AIM OF THE TASK
List each line of the records below that contains the word "black", copying every such line in full.

RECORD EXCERPTS
>> Begin
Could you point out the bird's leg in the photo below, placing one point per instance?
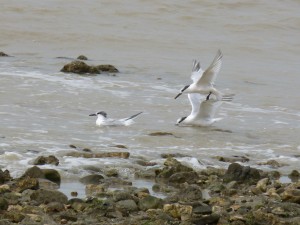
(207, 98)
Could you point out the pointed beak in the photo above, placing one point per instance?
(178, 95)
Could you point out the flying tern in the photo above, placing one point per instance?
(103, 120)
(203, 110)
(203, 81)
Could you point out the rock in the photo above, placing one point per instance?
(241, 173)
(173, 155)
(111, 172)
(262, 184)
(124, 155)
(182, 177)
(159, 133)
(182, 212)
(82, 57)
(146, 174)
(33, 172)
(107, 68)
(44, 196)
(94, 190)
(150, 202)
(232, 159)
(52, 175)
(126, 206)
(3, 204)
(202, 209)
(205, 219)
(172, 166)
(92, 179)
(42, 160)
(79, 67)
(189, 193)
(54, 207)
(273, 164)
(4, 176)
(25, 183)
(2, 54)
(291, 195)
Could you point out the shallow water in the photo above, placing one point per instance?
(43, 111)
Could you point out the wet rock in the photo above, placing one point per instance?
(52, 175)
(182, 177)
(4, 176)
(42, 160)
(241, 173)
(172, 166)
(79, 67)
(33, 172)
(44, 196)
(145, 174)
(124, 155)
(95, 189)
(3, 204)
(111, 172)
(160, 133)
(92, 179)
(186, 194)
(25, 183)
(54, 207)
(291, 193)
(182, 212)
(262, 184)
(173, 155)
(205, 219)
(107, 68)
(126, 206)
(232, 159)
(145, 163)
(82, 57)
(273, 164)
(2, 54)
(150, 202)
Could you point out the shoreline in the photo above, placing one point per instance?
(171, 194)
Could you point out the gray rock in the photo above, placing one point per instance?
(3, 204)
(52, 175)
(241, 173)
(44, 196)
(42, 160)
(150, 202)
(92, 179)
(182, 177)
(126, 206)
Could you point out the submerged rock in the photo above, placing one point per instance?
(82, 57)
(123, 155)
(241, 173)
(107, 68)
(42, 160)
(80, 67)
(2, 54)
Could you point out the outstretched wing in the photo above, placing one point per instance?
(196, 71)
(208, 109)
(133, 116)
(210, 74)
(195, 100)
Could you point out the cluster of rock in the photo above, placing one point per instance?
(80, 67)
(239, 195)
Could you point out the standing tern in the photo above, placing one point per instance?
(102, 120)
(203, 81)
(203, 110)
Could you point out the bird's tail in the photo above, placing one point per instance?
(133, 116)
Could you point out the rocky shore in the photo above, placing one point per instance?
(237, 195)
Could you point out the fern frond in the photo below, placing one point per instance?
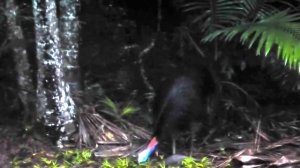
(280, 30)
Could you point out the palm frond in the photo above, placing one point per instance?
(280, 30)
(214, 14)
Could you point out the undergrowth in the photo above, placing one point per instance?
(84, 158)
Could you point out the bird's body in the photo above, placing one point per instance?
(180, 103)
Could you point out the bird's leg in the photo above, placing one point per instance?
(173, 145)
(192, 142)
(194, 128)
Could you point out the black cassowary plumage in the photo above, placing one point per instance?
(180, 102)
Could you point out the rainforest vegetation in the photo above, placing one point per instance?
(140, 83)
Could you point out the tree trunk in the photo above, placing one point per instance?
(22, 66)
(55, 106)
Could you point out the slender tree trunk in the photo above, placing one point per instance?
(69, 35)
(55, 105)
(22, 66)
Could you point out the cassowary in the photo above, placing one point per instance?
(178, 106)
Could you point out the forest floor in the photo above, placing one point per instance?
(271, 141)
>> End
>> Begin
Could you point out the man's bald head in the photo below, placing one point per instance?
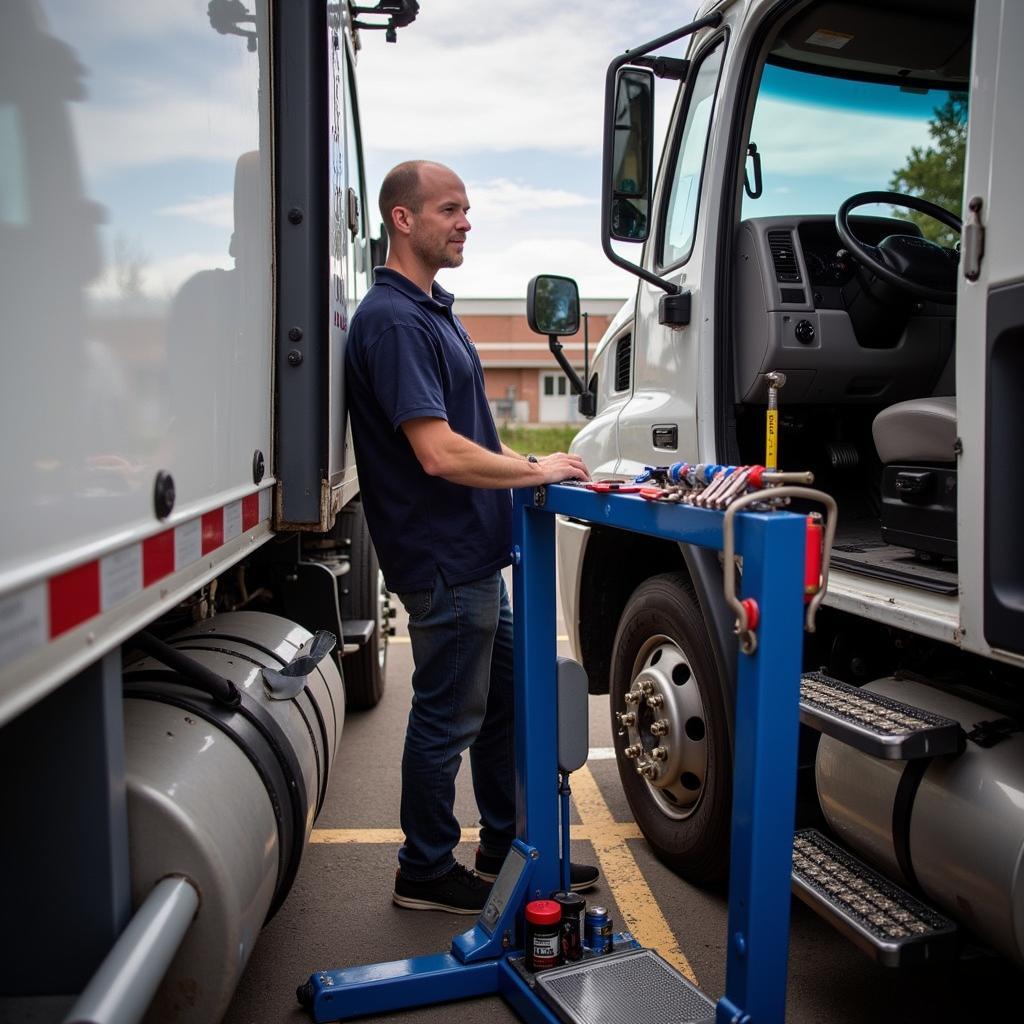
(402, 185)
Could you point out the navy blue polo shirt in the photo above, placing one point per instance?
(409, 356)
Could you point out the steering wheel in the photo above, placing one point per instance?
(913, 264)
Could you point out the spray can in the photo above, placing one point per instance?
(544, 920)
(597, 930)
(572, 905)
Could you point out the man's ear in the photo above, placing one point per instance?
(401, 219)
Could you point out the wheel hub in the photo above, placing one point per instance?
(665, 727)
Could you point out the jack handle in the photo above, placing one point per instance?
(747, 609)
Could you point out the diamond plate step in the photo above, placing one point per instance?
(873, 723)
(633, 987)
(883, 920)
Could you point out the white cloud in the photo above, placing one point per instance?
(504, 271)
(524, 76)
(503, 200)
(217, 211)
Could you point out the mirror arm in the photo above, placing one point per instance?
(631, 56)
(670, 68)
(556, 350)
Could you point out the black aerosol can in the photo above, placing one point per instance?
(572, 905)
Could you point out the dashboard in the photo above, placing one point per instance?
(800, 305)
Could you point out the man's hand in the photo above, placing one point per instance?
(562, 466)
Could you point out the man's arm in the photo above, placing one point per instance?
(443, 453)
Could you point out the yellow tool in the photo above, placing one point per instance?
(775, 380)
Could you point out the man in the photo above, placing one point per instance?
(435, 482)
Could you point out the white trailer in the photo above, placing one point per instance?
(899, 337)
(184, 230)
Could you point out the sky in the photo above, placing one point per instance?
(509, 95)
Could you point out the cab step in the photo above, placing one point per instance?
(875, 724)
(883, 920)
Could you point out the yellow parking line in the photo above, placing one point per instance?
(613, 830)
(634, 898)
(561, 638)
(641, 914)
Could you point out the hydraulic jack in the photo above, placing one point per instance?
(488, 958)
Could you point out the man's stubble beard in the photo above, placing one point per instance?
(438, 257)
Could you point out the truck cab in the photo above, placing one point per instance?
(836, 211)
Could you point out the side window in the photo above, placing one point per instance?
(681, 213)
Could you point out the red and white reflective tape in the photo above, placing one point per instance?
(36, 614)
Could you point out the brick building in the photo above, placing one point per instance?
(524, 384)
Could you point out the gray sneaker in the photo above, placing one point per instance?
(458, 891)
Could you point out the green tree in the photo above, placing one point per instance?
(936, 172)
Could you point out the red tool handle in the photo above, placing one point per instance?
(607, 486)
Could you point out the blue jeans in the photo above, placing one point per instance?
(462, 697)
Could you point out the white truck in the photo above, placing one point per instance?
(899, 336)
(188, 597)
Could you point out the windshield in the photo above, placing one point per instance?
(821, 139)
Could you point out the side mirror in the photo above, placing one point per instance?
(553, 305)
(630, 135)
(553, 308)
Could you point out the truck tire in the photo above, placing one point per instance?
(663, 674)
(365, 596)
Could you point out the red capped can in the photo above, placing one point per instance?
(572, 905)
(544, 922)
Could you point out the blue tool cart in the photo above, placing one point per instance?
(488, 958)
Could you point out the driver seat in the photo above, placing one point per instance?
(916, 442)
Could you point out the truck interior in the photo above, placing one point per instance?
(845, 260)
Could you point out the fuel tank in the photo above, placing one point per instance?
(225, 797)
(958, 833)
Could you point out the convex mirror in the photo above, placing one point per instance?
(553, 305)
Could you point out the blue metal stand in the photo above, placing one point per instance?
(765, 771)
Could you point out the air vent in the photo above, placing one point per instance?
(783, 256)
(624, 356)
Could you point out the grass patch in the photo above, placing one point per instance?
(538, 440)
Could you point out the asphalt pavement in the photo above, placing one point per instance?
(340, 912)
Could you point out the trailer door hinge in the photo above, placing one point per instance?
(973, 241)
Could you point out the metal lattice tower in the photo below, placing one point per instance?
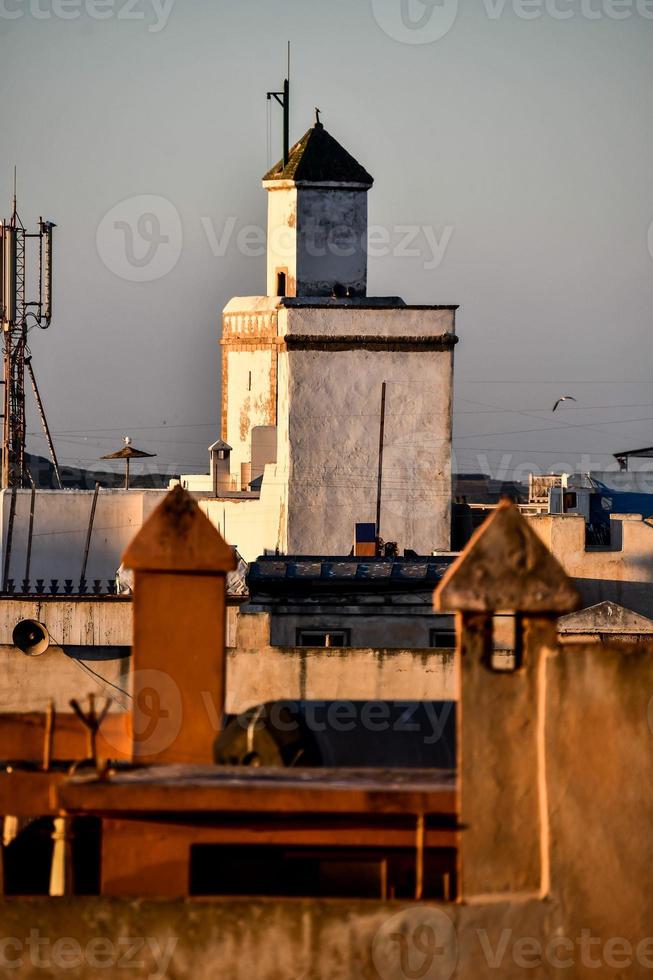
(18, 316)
>> End
>> Begin
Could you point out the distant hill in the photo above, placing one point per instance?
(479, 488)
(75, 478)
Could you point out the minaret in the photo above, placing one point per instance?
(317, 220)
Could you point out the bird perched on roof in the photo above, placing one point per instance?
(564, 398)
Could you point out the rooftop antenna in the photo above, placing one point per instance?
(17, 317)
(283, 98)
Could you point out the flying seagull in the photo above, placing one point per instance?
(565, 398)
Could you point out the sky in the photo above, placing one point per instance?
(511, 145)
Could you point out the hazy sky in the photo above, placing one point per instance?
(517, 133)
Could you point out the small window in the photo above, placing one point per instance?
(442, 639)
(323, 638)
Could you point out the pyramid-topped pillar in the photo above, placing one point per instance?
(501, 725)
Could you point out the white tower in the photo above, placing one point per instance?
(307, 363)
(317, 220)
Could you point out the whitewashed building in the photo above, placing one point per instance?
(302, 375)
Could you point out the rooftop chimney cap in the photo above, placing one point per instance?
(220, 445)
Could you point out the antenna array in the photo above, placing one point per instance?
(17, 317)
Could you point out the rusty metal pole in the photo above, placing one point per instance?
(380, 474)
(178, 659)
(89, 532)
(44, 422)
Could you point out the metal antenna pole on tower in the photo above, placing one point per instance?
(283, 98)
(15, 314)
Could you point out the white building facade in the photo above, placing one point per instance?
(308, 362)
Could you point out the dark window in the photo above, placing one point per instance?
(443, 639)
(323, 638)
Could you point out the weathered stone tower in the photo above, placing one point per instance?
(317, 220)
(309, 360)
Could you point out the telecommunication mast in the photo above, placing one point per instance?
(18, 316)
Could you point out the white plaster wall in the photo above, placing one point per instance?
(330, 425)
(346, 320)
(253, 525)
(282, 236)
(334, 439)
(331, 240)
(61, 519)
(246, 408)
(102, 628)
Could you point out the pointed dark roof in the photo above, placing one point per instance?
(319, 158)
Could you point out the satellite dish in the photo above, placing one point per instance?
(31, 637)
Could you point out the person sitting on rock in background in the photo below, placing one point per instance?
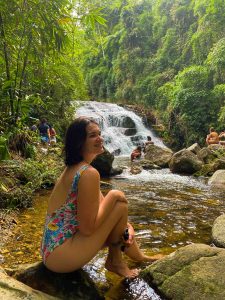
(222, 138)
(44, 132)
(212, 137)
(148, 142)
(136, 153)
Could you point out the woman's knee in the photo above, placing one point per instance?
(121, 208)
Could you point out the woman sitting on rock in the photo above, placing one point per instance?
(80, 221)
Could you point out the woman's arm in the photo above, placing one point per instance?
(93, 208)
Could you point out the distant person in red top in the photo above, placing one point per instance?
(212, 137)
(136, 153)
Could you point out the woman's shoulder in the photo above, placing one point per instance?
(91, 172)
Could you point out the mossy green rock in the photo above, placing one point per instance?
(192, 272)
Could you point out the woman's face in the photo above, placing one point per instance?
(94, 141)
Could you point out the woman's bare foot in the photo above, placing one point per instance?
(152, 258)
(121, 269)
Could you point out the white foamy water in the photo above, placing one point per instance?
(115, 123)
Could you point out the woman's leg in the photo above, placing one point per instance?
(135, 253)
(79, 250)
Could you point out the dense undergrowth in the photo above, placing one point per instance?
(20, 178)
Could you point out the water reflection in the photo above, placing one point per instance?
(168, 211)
>> End
TASK RESPONSE
Could you point out the black cassowary plumage in the photo above, placing one point per instance?
Could you point out the black aerosol can in the photo above, placing one point per instance?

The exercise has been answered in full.